— Begin GIVEN INFORMATION —

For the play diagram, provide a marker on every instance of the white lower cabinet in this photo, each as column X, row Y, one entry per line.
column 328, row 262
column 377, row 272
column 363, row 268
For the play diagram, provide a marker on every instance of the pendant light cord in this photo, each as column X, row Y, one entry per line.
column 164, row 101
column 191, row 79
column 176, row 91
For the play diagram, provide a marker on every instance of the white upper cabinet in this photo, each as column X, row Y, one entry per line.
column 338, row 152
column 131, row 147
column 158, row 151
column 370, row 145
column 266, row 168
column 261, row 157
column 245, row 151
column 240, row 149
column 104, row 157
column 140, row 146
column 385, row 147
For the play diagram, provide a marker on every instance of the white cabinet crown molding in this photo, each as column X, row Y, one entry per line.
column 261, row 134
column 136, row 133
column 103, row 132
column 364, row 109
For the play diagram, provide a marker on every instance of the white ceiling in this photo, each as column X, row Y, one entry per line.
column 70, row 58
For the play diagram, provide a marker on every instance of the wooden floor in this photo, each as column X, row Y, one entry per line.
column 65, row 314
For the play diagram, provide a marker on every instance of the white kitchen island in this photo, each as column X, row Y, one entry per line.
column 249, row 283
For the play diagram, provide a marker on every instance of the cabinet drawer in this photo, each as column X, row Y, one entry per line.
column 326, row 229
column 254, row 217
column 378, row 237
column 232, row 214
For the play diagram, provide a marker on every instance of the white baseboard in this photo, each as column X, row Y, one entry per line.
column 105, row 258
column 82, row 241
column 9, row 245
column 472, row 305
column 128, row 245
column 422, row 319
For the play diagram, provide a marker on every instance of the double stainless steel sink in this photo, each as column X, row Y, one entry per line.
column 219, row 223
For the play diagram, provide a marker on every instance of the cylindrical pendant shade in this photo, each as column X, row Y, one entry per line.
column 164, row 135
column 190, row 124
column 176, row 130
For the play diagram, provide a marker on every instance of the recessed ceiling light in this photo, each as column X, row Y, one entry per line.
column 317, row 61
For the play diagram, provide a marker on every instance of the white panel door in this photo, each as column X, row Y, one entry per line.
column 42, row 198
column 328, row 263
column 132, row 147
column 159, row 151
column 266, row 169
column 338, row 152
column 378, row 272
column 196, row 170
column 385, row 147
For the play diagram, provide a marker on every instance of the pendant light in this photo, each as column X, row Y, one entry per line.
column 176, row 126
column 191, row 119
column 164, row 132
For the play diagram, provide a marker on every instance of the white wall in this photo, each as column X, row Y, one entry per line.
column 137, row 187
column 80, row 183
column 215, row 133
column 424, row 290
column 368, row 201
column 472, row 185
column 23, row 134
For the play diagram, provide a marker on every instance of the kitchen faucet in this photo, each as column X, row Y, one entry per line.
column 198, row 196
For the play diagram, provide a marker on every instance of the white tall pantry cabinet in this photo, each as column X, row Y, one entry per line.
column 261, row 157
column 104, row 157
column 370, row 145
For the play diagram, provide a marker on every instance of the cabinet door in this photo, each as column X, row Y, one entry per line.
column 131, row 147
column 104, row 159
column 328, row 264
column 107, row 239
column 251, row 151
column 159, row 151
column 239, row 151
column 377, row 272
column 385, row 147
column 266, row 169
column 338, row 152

— End GIVEN INFORMATION —

WHAT IS REQUIRED
Present every line of the data above as a numbered list, skipping any blank lines.

THE SOLUTION
1. For the play diagram, provide a marker on every instance of the white lower cabinet in this photo, each as column X, row Y, one entry per line.
2. column 328, row 262
3. column 377, row 272
4. column 363, row 268
5. For the play diagram, provide a marker on every instance of the pendant light cord in this photo, each as column X, row Y, one entry per line.
6. column 164, row 101
7. column 191, row 79
8. column 176, row 91
9. For the play diagram, provide a marker on every instance of the white upper cabinet in this photo, each as column X, row Y, one entry per line.
10. column 338, row 152
11. column 131, row 147
12. column 158, row 151
13. column 370, row 145
14. column 266, row 168
15. column 261, row 157
16. column 245, row 151
17. column 240, row 149
18. column 104, row 157
19. column 140, row 146
20. column 385, row 147
21. For the play diagram, provide a marker on every instance of the white cabinet crown molding in this photo, each as column X, row Y, one entry per line.
22. column 261, row 134
23. column 136, row 133
24. column 103, row 132
25. column 364, row 109
26. For the play diagram, provide a marker on every instance of the white ceiling in this photo, each as column X, row Y, one entry per line.
27. column 70, row 58
28. For the play diagram, provide a marker on every instance of the wooden floor in this photo, each as column X, row Y, one entry per line.
29. column 65, row 314
30. For the play diagram, provide a marker on every instance of the white kitchen island in this photo, each as column X, row Y, one entry per line.
31. column 249, row 283
32. For the play diagram, provide a marker on every instance of the cabinet drawer in this photo, each as column X, row Y, one entry per line.
33. column 326, row 229
34. column 254, row 217
35. column 378, row 237
36. column 232, row 214
37. For the play diagram, provide a marker on every instance of the white baseboard in this photo, each as column X, row Y, one entry per line.
38. column 105, row 258
39. column 82, row 241
40. column 9, row 245
41. column 472, row 305
42. column 128, row 245
43. column 422, row 319
44. For the play diagram, provide a marker on every instance of the double stainless steel sink in this photo, each as column X, row Y, one entry per line.
45. column 219, row 223
46. For the play diagram, provide a marker on every instance of the cylindrical pendant shade in this photo, each as column X, row Y, one entry per line.
47. column 164, row 135
48. column 190, row 124
49. column 176, row 130
50. For the play diagram, provide a marker on every instance of the recessed ceiling light in this photo, each as column X, row Y, one entry per line.
51. column 317, row 61
52. For the play diagram, provide a marker on every instance of the white panel door in this photo, each as column X, row Y, one entry per line.
53. column 42, row 198
54. column 328, row 263
55. column 132, row 147
56. column 159, row 151
57. column 266, row 169
58. column 338, row 152
59. column 378, row 272
60. column 196, row 170
61. column 385, row 147
62. For the play diagram, provide a marker on every instance of the pendant light in this photo, each as column X, row Y, one entry per line.
63. column 176, row 126
64. column 191, row 119
65. column 164, row 132
66. For the play diagram, provide a marker on every instance of the white wall in this photo, each as column X, row Y, one entry per line.
67. column 137, row 187
68. column 80, row 183
69. column 215, row 133
70. column 424, row 290
71. column 368, row 201
72. column 472, row 185
73. column 23, row 134
74. For the play diagram, provide a marker on every instance of the kitchen faucet in this photo, each as column X, row Y, one entry per line.
75. column 198, row 196
76. For the play diagram, provide a marker on every instance of the white tall pantry cabinet in this photo, each as column X, row Y, one entry per line.
77. column 261, row 157
78. column 104, row 157
79. column 370, row 145
80. For the play diagram, provide a marker on every instance of the cabinet door in this photo, each as column X, row Y, one entry per line.
81. column 131, row 147
82. column 104, row 159
83. column 328, row 264
84. column 107, row 239
85. column 251, row 151
86. column 159, row 151
87. column 239, row 151
88. column 377, row 272
89. column 385, row 147
90. column 266, row 169
91. column 338, row 152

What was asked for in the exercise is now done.